Saved entries:
########################################

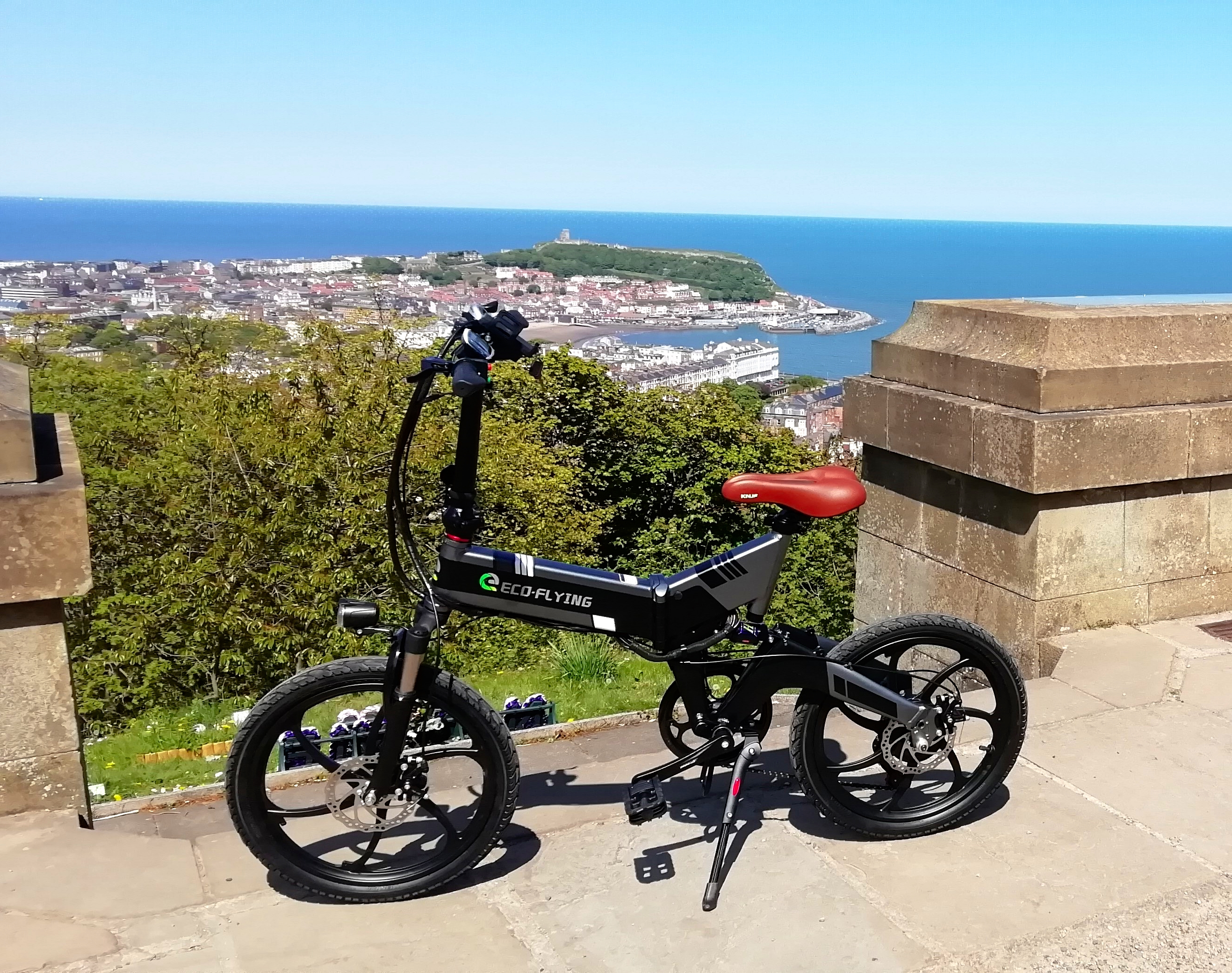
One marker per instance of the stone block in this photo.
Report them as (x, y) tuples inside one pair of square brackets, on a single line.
[(864, 410), (879, 579), (1081, 544), (16, 439), (998, 538), (1035, 453), (1089, 611), (1219, 530), (37, 716), (45, 551), (1210, 439), (1190, 596), (1056, 358), (940, 516), (1166, 527), (932, 586), (49, 782), (1108, 448), (929, 426), (891, 516)]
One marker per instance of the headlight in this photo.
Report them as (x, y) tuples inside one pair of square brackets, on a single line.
[(354, 616)]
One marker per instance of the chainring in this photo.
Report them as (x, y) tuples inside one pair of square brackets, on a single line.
[(361, 813)]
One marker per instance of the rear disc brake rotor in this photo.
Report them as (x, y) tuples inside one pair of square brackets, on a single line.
[(911, 751)]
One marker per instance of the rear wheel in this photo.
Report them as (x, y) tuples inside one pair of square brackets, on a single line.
[(319, 828), (869, 774)]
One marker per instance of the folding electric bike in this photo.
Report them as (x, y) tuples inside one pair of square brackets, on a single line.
[(418, 777)]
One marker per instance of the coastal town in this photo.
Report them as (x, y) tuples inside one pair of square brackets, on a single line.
[(111, 305)]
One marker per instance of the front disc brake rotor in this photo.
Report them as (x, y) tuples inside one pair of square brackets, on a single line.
[(349, 801)]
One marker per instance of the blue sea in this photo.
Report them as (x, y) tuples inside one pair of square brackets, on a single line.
[(876, 266)]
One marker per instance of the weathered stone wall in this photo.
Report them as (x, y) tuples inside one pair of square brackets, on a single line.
[(1041, 469), (45, 558)]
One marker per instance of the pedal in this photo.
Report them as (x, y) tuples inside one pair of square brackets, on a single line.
[(645, 802)]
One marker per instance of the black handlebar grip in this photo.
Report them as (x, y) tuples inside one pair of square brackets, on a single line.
[(470, 377)]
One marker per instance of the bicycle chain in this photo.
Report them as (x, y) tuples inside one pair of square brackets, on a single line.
[(779, 777)]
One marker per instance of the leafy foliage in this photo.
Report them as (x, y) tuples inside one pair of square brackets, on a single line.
[(728, 278), (380, 266), (228, 515)]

########################################

EXERCISE AIM:
Rename "marker" to "point" throughout the material above and change nothing else. Leave the pictures out of your answer.

ANSWER BELOW:
One point per instance of the stone block in this photo.
Report them as (x, y) tuples inside one pair of square brackets, on a single line.
[(864, 410), (879, 579), (1081, 544), (16, 439), (998, 538), (1035, 453), (1089, 611), (1219, 530), (37, 716), (45, 551), (1210, 439), (1190, 596), (1056, 358), (940, 516), (1166, 527), (932, 586), (49, 782), (1108, 448), (929, 426), (891, 516)]
One point per instance of the headlight in this photo.
Report them as (x, y) tuples inside one pair of square brackets, on a single line.
[(354, 616)]
One point per instance of the chainring in this photo.
Report them as (x, y) tuples inside one pair of square brackets, on a single line.
[(361, 813)]
One point per instance of the rear disc brake rotor in this photo.
Report them as (x, y) tuples inside one pair of square brackets, on a single line.
[(911, 751)]
One point per instance of the rear wheel in this photo.
Report them as (x, y) tuples inside one pair of square brackets, on a single line.
[(319, 828), (869, 774)]
One point per instance of the folding electric bike in this photo.
Report them as (x, y) tuples inside one pair of square brackets, on a single line.
[(418, 777)]
One point per instance of the coastal town in this photo.
Report them as (x, y) tuples inside one pair of square brackets, on a single line.
[(111, 305)]
One point per instance of the front disc brake rotor in this photo.
Report them as (x, y) tuples inside one pair of square brackets, on a single line.
[(349, 801)]
One point per instance of the blue sea in this photo.
Report them as (x, y) tuples inside one pair of square brackets, on a single line.
[(876, 266)]
One point per instance of the weathered stone wall in this photo.
Report them as (x, y) tuples inside one pair of square brackets, on a single line.
[(1041, 469), (45, 558)]
One point per instance of the pedal in this photo.
Report them as (x, y) tuples inside one pair of square brackets, on a single line.
[(645, 802)]
One point per instance of the black handlebar grip in this photo.
Report them as (x, y) tuples inside one pair of square brackets, on a single line.
[(470, 377)]
One point per instance of the bicycle chain in this photo.
Report them as (x, y) tuples inside one pair of square brackets, on a single line.
[(779, 777)]
One point per instance of the leafy foliage in this photo.
Report them as (x, y) tuples inside one pair of square brackets, on a single line.
[(728, 278), (380, 266), (228, 515)]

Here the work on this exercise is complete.